▶ _Passage to read_
= = = = =
We will spend a good part of the day in paradise – the one for everything truck mechanics, that is – moving from workshop to workshop to repair a little of everything: belt tightening, mudguard repair, air system, tire interchanging… A not so sexy environment, but we are a bit too far from Isfahan to consider going for a ride.
As we get ready to leave, Mustaba, who has been very helpful, invites us for dinner. This hospitality and pleasure to receive foreigners, with just a few words of English, it’s almost crazy! No ta-root for us, (Iranian tradition of refusing three times a gift or an invitation before accepting), we will spend the evening in Nehzat Abad, with the 3 generations of the friendly family, that also offers us to stay for the night.
But, we are now way farther away from Isfahan, better get closer tonight to avoid traffic jam the next day. We stumble upon an empty parking lot, a 15-minute walk from the Naqsh-e Jahan Square, unexpected.
Our urban « bivouac » city is packed with cars the next day, but we only have to move to limit the inconvenience and can stay there for 3 days without worry.
We will finally spend a lot of time on and around the beautiful Naqsh-e Jahan Square.
It does not lack appeal, between its flowered lawns, its impeccable paths, its immense basin (we will still have to wait a little for the water jets), and a lot of magnificent sites, by day and by night, built for many under the reign of Shah Abbas I: Masjed-e Shah mosque (seen), Masjed-e Lotfollah mosque (not seen), Ali Qapu palace and its impressive terraces with eighteen carved columns (seen), e-Lahvafa Bazaar (seen), galleries full of stores selling (more or less) artisanal craft (earthenware, carpets, tapestries…). All, without the influx of tourists expected 10 days later for Norouz, and with merchants rather nice and not too insistent (as often in Iran).
= = = = =
Collected data:
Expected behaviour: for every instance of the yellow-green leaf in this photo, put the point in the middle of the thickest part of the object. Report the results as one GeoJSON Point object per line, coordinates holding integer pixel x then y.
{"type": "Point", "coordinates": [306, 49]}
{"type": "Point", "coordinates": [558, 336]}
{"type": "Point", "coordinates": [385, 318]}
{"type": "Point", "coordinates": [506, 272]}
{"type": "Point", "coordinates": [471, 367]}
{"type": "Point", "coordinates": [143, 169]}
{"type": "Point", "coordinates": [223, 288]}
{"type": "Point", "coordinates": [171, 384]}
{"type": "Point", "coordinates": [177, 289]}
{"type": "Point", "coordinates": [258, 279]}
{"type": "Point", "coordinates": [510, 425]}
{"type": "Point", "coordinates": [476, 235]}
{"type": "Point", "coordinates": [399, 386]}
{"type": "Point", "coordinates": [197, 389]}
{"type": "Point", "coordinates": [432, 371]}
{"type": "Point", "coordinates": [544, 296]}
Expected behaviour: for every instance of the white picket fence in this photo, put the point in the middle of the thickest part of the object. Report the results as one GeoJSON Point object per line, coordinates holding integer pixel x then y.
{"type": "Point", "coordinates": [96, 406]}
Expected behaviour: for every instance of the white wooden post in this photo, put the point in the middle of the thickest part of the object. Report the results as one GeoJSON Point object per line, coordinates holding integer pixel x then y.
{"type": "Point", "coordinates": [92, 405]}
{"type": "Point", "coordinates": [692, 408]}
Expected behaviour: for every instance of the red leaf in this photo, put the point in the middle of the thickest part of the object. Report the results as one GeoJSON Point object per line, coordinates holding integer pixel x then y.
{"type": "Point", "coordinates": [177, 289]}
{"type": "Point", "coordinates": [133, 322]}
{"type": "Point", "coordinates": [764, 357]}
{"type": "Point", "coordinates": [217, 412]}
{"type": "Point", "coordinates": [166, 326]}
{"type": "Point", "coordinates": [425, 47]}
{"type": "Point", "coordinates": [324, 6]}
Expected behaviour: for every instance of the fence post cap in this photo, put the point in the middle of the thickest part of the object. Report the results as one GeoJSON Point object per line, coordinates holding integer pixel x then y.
= = = = =
▶ _Work item 1_
Update the Isfahan travel passage by giving it again from "It does not" up to and including "often in Iran).", with "magnificent" replaced by "splendid".
▶ _Work item 2_
According to the Isfahan travel passage, how many carved columns are on the terraces of Ali Qapu palace?
▶ _Work item 3_
In the Isfahan travel passage, why did the travelers decide to get closer to Isfahan that night instead of staying farther away?

▶ _Response area 1_
It does not lack appeal, between its flowered lawns, its impeccable paths, its immense basin (we will still have to wait a little for the water jets), and a lot of splendid sites, by day and by night, built for many under the reign of Shah Abbas I: Masjed-e Shah mosque (seen), Masjed-e Lotfollah mosque (not seen), Ali Qapu palace and its impressive terraces with eighteen carved columns (seen), e-Lahvafa Bazaar (seen), galleries full of stores selling (more or less) artisanal craft (earthenware, carpets, tapestries…). All, without the influx of tourists expected 10 days later for Norouz, and with merchants rather nice and not too insistent (as often in Iran).

▶ _Response area 2_
Eighteen.

▶ _Response area 3_
They wanted to avoid a traffic jam the next day.